What the exercise asks
Output only the lines below from the one containing "lawn, one per instance" to the one containing "jacket sleeve, one per instance", exactly as written, both ends kept.

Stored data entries
——
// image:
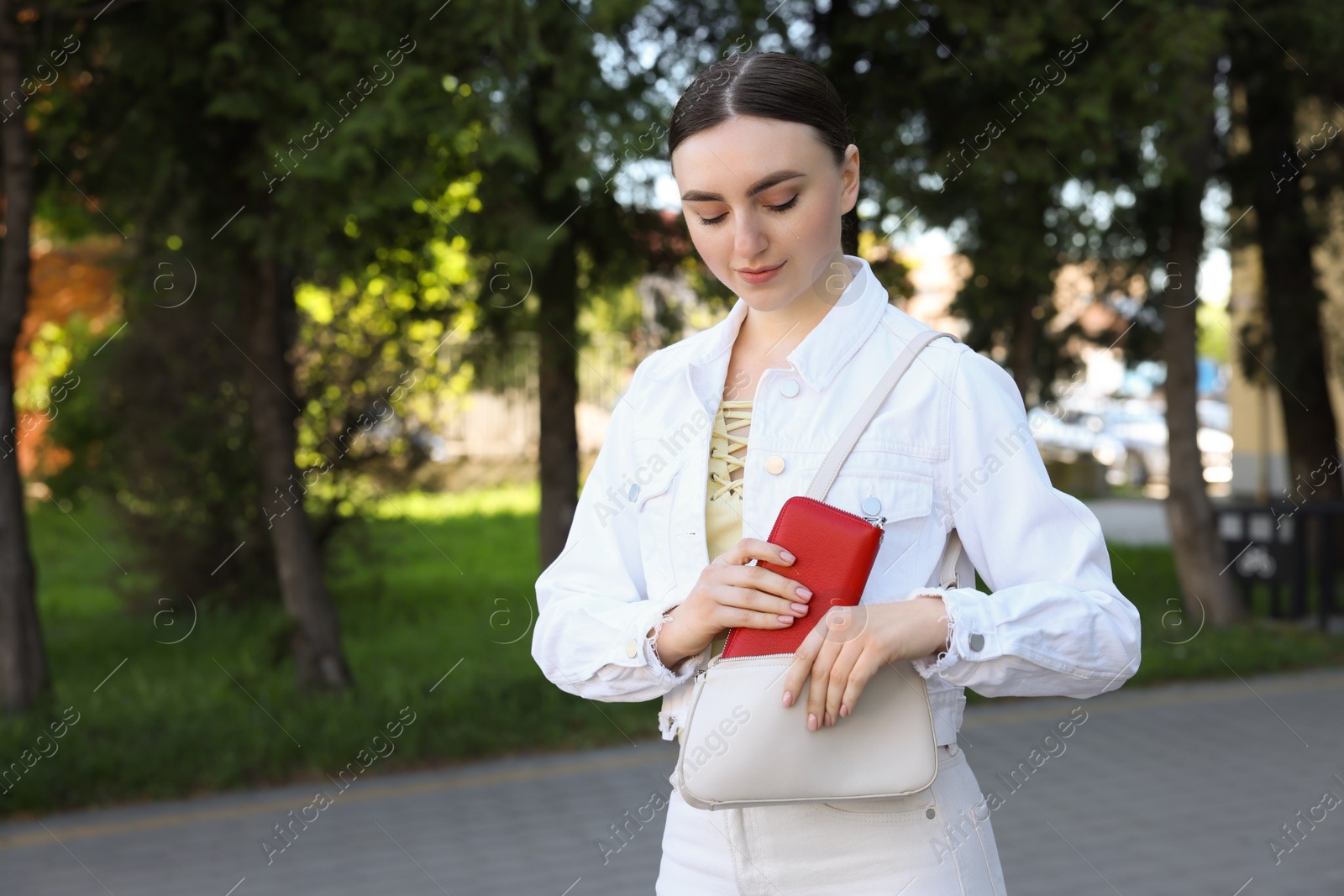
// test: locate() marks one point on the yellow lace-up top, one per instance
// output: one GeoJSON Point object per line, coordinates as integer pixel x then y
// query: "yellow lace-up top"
{"type": "Point", "coordinates": [723, 496]}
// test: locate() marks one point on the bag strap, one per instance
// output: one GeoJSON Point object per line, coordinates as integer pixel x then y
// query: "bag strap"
{"type": "Point", "coordinates": [954, 564]}
{"type": "Point", "coordinates": [831, 465]}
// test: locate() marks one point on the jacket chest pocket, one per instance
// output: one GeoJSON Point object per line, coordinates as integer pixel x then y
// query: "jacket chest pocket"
{"type": "Point", "coordinates": [905, 500]}
{"type": "Point", "coordinates": [654, 503]}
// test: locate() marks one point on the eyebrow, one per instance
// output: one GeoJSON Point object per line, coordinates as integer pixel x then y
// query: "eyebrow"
{"type": "Point", "coordinates": [761, 186]}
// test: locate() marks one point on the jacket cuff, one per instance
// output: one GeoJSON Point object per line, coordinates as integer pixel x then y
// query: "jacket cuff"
{"type": "Point", "coordinates": [654, 617]}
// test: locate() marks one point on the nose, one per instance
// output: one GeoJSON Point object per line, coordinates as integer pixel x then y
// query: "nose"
{"type": "Point", "coordinates": [749, 239]}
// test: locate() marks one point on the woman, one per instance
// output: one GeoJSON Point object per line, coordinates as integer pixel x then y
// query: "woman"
{"type": "Point", "coordinates": [635, 606]}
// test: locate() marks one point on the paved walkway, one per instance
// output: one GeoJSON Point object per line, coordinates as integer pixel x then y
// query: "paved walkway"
{"type": "Point", "coordinates": [1173, 790]}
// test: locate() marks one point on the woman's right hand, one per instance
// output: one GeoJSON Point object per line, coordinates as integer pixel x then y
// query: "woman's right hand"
{"type": "Point", "coordinates": [732, 593]}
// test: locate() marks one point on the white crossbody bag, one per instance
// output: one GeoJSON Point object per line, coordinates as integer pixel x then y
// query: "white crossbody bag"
{"type": "Point", "coordinates": [743, 747]}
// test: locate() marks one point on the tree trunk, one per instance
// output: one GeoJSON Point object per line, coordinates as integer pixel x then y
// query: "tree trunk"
{"type": "Point", "coordinates": [1200, 555]}
{"type": "Point", "coordinates": [24, 661]}
{"type": "Point", "coordinates": [558, 450]}
{"type": "Point", "coordinates": [1292, 297]}
{"type": "Point", "coordinates": [269, 307]}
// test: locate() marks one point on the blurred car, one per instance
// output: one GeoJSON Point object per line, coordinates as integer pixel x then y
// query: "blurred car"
{"type": "Point", "coordinates": [1129, 438]}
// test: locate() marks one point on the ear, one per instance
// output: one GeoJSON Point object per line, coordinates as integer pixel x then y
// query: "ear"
{"type": "Point", "coordinates": [850, 179]}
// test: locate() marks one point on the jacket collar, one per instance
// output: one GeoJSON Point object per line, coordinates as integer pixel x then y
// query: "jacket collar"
{"type": "Point", "coordinates": [822, 352]}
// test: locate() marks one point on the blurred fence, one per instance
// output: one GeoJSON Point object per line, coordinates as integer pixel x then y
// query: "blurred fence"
{"type": "Point", "coordinates": [1288, 555]}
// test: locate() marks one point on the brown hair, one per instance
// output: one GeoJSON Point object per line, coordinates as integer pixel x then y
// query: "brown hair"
{"type": "Point", "coordinates": [768, 85]}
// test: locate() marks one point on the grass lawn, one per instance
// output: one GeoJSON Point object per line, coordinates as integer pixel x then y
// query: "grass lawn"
{"type": "Point", "coordinates": [434, 584]}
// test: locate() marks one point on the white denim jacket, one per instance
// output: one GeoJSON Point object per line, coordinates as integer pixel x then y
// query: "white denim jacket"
{"type": "Point", "coordinates": [951, 446]}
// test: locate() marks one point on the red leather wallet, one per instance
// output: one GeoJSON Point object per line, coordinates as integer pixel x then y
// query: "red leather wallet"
{"type": "Point", "coordinates": [833, 550]}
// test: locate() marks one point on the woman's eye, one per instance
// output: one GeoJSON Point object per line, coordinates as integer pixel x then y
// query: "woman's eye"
{"type": "Point", "coordinates": [781, 207]}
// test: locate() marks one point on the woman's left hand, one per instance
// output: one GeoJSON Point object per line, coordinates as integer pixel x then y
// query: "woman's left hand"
{"type": "Point", "coordinates": [848, 645]}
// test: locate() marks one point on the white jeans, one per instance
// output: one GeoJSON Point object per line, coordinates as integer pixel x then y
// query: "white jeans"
{"type": "Point", "coordinates": [934, 842]}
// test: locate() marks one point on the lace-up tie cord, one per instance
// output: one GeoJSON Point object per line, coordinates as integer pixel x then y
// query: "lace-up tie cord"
{"type": "Point", "coordinates": [734, 417]}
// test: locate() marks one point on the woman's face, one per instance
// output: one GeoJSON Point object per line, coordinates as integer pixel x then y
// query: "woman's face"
{"type": "Point", "coordinates": [763, 199]}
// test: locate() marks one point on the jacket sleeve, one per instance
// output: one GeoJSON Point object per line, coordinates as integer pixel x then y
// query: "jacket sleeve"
{"type": "Point", "coordinates": [593, 610]}
{"type": "Point", "coordinates": [1054, 622]}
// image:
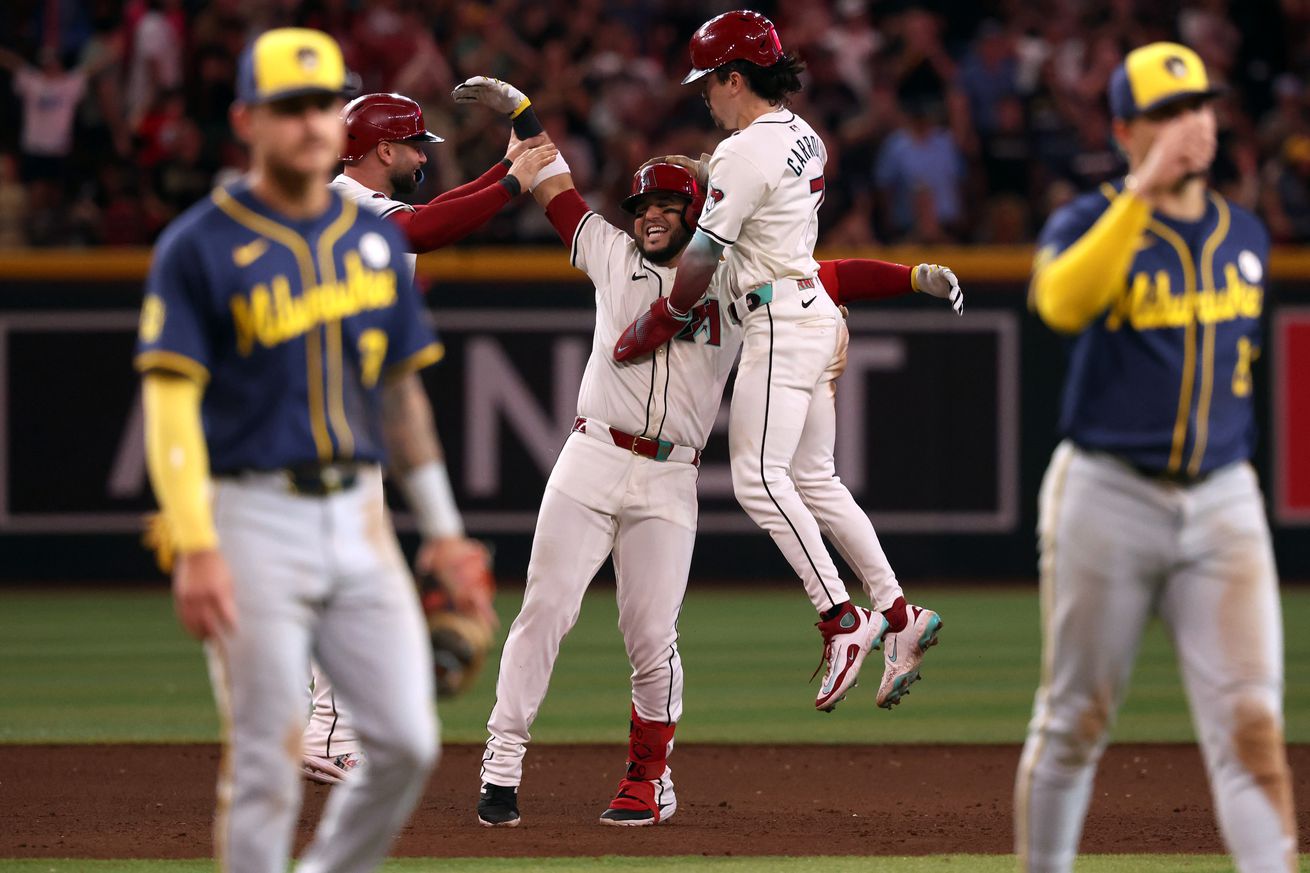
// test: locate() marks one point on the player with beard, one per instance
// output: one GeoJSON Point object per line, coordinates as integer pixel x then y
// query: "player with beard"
{"type": "Point", "coordinates": [384, 159]}
{"type": "Point", "coordinates": [624, 484]}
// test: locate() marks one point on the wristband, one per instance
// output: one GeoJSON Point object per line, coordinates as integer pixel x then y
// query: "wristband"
{"type": "Point", "coordinates": [427, 490]}
{"type": "Point", "coordinates": [524, 121]}
{"type": "Point", "coordinates": [557, 167]}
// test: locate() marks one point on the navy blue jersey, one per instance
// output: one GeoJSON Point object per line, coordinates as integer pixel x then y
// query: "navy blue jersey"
{"type": "Point", "coordinates": [295, 325]}
{"type": "Point", "coordinates": [1163, 376]}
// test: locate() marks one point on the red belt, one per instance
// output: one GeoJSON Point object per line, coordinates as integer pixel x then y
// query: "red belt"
{"type": "Point", "coordinates": [643, 446]}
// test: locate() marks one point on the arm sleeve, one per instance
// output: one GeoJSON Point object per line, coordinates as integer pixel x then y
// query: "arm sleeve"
{"type": "Point", "coordinates": [410, 342]}
{"type": "Point", "coordinates": [735, 190]}
{"type": "Point", "coordinates": [442, 223]}
{"type": "Point", "coordinates": [486, 180]}
{"type": "Point", "coordinates": [177, 459]}
{"type": "Point", "coordinates": [853, 279]}
{"type": "Point", "coordinates": [1080, 269]}
{"type": "Point", "coordinates": [566, 211]}
{"type": "Point", "coordinates": [172, 334]}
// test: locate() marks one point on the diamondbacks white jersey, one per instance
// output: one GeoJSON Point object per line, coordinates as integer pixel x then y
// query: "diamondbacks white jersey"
{"type": "Point", "coordinates": [763, 201]}
{"type": "Point", "coordinates": [672, 395]}
{"type": "Point", "coordinates": [375, 202]}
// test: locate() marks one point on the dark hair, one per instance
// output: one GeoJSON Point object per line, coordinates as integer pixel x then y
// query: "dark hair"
{"type": "Point", "coordinates": [772, 83]}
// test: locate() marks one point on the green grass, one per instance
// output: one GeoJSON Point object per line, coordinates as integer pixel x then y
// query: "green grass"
{"type": "Point", "coordinates": [688, 864]}
{"type": "Point", "coordinates": [113, 666]}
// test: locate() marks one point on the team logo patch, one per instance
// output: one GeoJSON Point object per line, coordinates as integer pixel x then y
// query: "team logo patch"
{"type": "Point", "coordinates": [152, 319]}
{"type": "Point", "coordinates": [375, 251]}
{"type": "Point", "coordinates": [1250, 266]}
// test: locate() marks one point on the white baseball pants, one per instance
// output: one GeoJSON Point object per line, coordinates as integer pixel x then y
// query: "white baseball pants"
{"type": "Point", "coordinates": [317, 577]}
{"type": "Point", "coordinates": [600, 500]}
{"type": "Point", "coordinates": [781, 435]}
{"type": "Point", "coordinates": [1116, 548]}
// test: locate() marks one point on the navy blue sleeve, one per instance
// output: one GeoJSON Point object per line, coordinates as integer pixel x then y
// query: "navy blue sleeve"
{"type": "Point", "coordinates": [172, 334]}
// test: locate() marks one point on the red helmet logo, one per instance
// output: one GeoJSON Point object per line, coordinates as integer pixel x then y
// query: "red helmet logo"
{"type": "Point", "coordinates": [667, 178]}
{"type": "Point", "coordinates": [381, 118]}
{"type": "Point", "coordinates": [734, 36]}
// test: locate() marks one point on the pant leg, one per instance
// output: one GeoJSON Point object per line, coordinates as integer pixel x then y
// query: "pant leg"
{"type": "Point", "coordinates": [782, 361]}
{"type": "Point", "coordinates": [571, 540]}
{"type": "Point", "coordinates": [653, 557]}
{"type": "Point", "coordinates": [258, 673]}
{"type": "Point", "coordinates": [372, 641]}
{"type": "Point", "coordinates": [1102, 565]}
{"type": "Point", "coordinates": [840, 518]}
{"type": "Point", "coordinates": [329, 730]}
{"type": "Point", "coordinates": [1222, 610]}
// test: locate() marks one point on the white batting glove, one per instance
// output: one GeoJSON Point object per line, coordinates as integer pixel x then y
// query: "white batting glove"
{"type": "Point", "coordinates": [493, 93]}
{"type": "Point", "coordinates": [941, 282]}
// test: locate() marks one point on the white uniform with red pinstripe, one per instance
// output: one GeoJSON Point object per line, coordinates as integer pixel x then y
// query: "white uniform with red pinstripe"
{"type": "Point", "coordinates": [765, 186]}
{"type": "Point", "coordinates": [603, 500]}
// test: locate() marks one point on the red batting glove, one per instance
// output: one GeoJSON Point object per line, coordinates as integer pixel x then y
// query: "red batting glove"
{"type": "Point", "coordinates": [651, 330]}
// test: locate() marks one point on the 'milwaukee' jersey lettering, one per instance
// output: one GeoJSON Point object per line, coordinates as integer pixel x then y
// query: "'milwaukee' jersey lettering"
{"type": "Point", "coordinates": [672, 395]}
{"type": "Point", "coordinates": [764, 194]}
{"type": "Point", "coordinates": [294, 325]}
{"type": "Point", "coordinates": [1163, 378]}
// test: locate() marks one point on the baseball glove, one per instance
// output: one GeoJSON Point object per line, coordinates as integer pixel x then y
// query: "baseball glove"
{"type": "Point", "coordinates": [456, 589]}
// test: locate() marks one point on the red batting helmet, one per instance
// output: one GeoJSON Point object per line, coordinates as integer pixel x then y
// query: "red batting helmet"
{"type": "Point", "coordinates": [668, 178]}
{"type": "Point", "coordinates": [734, 36]}
{"type": "Point", "coordinates": [381, 118]}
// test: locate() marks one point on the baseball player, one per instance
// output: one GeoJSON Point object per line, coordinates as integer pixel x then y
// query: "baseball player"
{"type": "Point", "coordinates": [279, 341]}
{"type": "Point", "coordinates": [643, 429]}
{"type": "Point", "coordinates": [1149, 504]}
{"type": "Point", "coordinates": [384, 157]}
{"type": "Point", "coordinates": [761, 213]}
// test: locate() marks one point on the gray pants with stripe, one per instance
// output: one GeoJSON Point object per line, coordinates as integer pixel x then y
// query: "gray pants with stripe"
{"type": "Point", "coordinates": [1118, 548]}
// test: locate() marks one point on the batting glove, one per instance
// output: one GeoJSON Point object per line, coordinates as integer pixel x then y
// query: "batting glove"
{"type": "Point", "coordinates": [941, 282]}
{"type": "Point", "coordinates": [653, 329]}
{"type": "Point", "coordinates": [493, 93]}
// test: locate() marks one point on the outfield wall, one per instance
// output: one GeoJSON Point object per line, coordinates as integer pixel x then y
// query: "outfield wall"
{"type": "Point", "coordinates": [945, 424]}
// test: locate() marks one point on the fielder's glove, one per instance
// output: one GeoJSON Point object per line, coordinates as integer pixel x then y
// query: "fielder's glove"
{"type": "Point", "coordinates": [456, 587]}
{"type": "Point", "coordinates": [502, 97]}
{"type": "Point", "coordinates": [941, 282]}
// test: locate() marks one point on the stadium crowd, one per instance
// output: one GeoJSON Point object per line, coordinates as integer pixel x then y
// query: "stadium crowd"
{"type": "Point", "coordinates": [946, 122]}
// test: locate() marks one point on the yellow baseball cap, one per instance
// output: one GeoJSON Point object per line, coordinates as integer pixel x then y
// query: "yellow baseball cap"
{"type": "Point", "coordinates": [1157, 75]}
{"type": "Point", "coordinates": [290, 62]}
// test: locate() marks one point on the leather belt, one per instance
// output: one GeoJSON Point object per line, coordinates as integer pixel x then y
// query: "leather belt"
{"type": "Point", "coordinates": [659, 450]}
{"type": "Point", "coordinates": [308, 480]}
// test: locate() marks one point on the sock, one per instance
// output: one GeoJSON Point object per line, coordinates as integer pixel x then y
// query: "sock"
{"type": "Point", "coordinates": [896, 615]}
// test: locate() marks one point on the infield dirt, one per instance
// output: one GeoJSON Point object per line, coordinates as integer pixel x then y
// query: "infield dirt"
{"type": "Point", "coordinates": [157, 801]}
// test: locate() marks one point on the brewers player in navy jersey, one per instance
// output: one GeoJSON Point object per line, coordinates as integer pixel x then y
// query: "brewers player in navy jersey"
{"type": "Point", "coordinates": [1149, 505]}
{"type": "Point", "coordinates": [278, 334]}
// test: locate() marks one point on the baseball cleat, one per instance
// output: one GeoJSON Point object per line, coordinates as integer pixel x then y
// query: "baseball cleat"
{"type": "Point", "coordinates": [903, 653]}
{"type": "Point", "coordinates": [641, 804]}
{"type": "Point", "coordinates": [498, 806]}
{"type": "Point", "coordinates": [329, 771]}
{"type": "Point", "coordinates": [848, 637]}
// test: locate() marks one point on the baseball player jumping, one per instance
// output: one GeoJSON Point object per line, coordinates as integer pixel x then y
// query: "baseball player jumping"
{"type": "Point", "coordinates": [1150, 504]}
{"type": "Point", "coordinates": [384, 157]}
{"type": "Point", "coordinates": [761, 213]}
{"type": "Point", "coordinates": [284, 316]}
{"type": "Point", "coordinates": [642, 427]}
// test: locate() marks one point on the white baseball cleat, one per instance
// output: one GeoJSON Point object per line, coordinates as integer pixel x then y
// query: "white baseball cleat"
{"type": "Point", "coordinates": [848, 637]}
{"type": "Point", "coordinates": [903, 653]}
{"type": "Point", "coordinates": [329, 771]}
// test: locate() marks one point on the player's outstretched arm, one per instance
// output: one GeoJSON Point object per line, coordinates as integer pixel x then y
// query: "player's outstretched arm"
{"type": "Point", "coordinates": [668, 315]}
{"type": "Point", "coordinates": [418, 465]}
{"type": "Point", "coordinates": [178, 467]}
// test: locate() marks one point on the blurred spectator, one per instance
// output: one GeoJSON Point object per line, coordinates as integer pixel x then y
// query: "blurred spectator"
{"type": "Point", "coordinates": [1287, 192]}
{"type": "Point", "coordinates": [920, 174]}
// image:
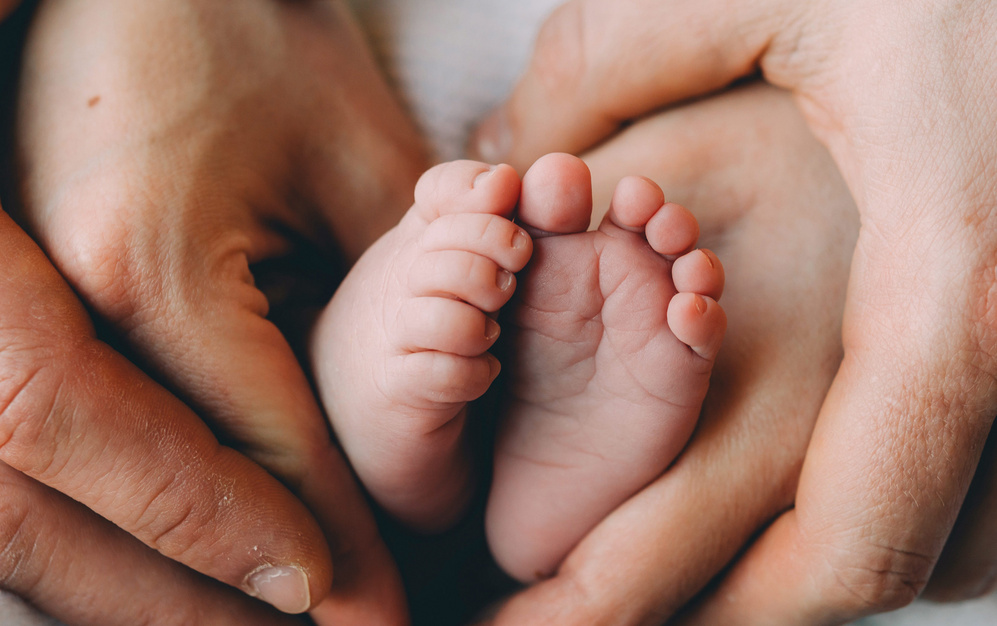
——
Answer section
// test: locate() marks one point on the grass lawn, one per instance
// output: one GeoJSON Point object per line, coordinates as integer pixel x then y
// query: "grass lawn"
{"type": "Point", "coordinates": [434, 584]}
// test: locate() marks one point on the white denim jacket, one per instance
// output: one GeoJSON Point object per line, coordinates as integer pixel x then y
// query: "white denim jacket"
{"type": "Point", "coordinates": [951, 446]}
// test: locate() marks one point on the red leather wallet, one per instance
// output: one GeoJSON Point object per line, coordinates as integer pixel x then y
// query: "red leather wallet"
{"type": "Point", "coordinates": [833, 550]}
// test: locate() marks one point on the woman's eye, one per instance
// output: one GeoJSON Point object per line, coordinates as integer pixel x then y
// query: "woman's eye"
{"type": "Point", "coordinates": [781, 207]}
// test: locate() marks one point on the woman's left hand, one per instance
// output: one GeoJSON Point object per line, coordinates as integer pixel x then y
// query: "woman's left hand"
{"type": "Point", "coordinates": [848, 645]}
// test: locate() marks one point on the white jeans, one per instance
// output: one GeoJSON Point object per line, coordinates as integer pixel x then y
// query: "white jeans"
{"type": "Point", "coordinates": [934, 842]}
// test: locate() marks one point on the lace-up tie cord, one per instance
// output: one GeoJSON Point object per line, coordinates as integer pixel x then y
// query: "lace-up tie cord"
{"type": "Point", "coordinates": [734, 417]}
// test: locate() marks one point on the woman's face, one per instance
// output: one GeoJSON Point object per line, coordinates as integer pixel x then y
// query: "woman's face"
{"type": "Point", "coordinates": [763, 199]}
// test: locate() marks one point on the jacket sleeve, one per instance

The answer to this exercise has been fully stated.